> **Exercise input**
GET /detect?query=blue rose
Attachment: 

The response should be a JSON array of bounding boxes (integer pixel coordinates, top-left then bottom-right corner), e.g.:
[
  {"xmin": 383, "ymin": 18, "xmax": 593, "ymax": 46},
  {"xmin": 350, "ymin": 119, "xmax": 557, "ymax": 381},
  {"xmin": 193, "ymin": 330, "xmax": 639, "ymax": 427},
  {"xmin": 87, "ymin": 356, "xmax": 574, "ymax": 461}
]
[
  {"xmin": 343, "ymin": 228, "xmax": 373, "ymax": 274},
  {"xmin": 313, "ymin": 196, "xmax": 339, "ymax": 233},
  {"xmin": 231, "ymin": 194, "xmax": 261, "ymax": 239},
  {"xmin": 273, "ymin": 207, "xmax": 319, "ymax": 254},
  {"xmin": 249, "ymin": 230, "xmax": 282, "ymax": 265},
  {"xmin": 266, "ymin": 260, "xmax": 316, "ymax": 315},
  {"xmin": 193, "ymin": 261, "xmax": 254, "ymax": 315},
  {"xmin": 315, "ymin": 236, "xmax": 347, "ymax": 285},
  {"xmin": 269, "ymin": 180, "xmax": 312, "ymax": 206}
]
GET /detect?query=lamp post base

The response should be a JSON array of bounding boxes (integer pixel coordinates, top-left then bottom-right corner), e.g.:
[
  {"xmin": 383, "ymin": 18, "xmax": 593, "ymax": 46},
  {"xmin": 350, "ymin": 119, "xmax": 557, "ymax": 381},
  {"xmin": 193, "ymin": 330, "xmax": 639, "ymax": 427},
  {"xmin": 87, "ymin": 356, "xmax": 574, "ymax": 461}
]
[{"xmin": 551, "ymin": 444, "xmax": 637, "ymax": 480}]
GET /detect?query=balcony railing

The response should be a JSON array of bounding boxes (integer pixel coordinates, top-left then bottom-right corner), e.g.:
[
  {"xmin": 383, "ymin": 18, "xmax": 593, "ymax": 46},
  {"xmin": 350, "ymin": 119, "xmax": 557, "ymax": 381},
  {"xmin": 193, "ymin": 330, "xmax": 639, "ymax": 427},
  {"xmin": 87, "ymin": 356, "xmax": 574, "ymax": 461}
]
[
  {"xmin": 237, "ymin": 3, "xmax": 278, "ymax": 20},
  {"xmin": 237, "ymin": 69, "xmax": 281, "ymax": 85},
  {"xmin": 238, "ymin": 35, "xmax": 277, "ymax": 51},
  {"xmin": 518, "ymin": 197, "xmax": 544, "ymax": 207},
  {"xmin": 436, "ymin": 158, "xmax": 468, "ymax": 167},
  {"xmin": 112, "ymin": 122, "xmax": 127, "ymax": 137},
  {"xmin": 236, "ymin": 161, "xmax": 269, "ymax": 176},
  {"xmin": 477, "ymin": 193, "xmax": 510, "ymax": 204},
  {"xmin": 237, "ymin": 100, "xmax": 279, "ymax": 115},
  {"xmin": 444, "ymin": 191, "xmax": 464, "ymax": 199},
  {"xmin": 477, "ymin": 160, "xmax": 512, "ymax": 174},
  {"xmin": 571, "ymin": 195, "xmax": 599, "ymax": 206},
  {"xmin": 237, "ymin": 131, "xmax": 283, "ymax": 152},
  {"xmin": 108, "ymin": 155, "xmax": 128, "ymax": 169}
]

> **Activity**
Repeat the data exactly, with every line included.

> **Problem solution**
GET /detect?query=blue rose
Attachment: 

The response should be a JSON array of bounding boxes (integer pixel coordinates, top-left then bottom-right corner), e.g.:
[
  {"xmin": 383, "ymin": 18, "xmax": 593, "ymax": 46},
  {"xmin": 350, "ymin": 119, "xmax": 557, "ymax": 381},
  {"xmin": 193, "ymin": 330, "xmax": 639, "ymax": 427},
  {"xmin": 87, "ymin": 356, "xmax": 574, "ymax": 461}
]
[
  {"xmin": 343, "ymin": 228, "xmax": 373, "ymax": 274},
  {"xmin": 313, "ymin": 196, "xmax": 339, "ymax": 233},
  {"xmin": 231, "ymin": 194, "xmax": 261, "ymax": 239},
  {"xmin": 273, "ymin": 207, "xmax": 319, "ymax": 254},
  {"xmin": 249, "ymin": 230, "xmax": 282, "ymax": 265},
  {"xmin": 266, "ymin": 260, "xmax": 316, "ymax": 315},
  {"xmin": 193, "ymin": 261, "xmax": 254, "ymax": 315},
  {"xmin": 315, "ymin": 236, "xmax": 347, "ymax": 285},
  {"xmin": 269, "ymin": 180, "xmax": 312, "ymax": 206}
]
GET /detect?query=lamp post base

The response should be a JSON array of bounding boxes (integer pixel coordinates, top-left then bottom-right corner), e.g.:
[
  {"xmin": 383, "ymin": 18, "xmax": 593, "ymax": 46},
  {"xmin": 350, "ymin": 119, "xmax": 557, "ymax": 381},
  {"xmin": 193, "ymin": 330, "xmax": 639, "ymax": 427},
  {"xmin": 87, "ymin": 356, "xmax": 574, "ymax": 461}
]
[{"xmin": 551, "ymin": 444, "xmax": 637, "ymax": 480}]
GET /detect?query=balcony railing

The response should be a JSON array of bounding boxes (integer pixel coordinates, top-left then bottom-right corner), e.g.:
[
  {"xmin": 383, "ymin": 18, "xmax": 593, "ymax": 46},
  {"xmin": 350, "ymin": 119, "xmax": 557, "ymax": 381},
  {"xmin": 193, "ymin": 330, "xmax": 639, "ymax": 427},
  {"xmin": 87, "ymin": 356, "xmax": 574, "ymax": 461}
]
[
  {"xmin": 237, "ymin": 3, "xmax": 278, "ymax": 20},
  {"xmin": 237, "ymin": 69, "xmax": 281, "ymax": 85},
  {"xmin": 238, "ymin": 35, "xmax": 277, "ymax": 51},
  {"xmin": 518, "ymin": 197, "xmax": 544, "ymax": 207},
  {"xmin": 436, "ymin": 158, "xmax": 468, "ymax": 167},
  {"xmin": 112, "ymin": 122, "xmax": 127, "ymax": 137},
  {"xmin": 236, "ymin": 161, "xmax": 269, "ymax": 176},
  {"xmin": 477, "ymin": 193, "xmax": 510, "ymax": 204},
  {"xmin": 237, "ymin": 100, "xmax": 279, "ymax": 115},
  {"xmin": 444, "ymin": 191, "xmax": 464, "ymax": 199},
  {"xmin": 477, "ymin": 160, "xmax": 512, "ymax": 174},
  {"xmin": 571, "ymin": 195, "xmax": 599, "ymax": 206},
  {"xmin": 237, "ymin": 131, "xmax": 283, "ymax": 152},
  {"xmin": 108, "ymin": 155, "xmax": 128, "ymax": 169}
]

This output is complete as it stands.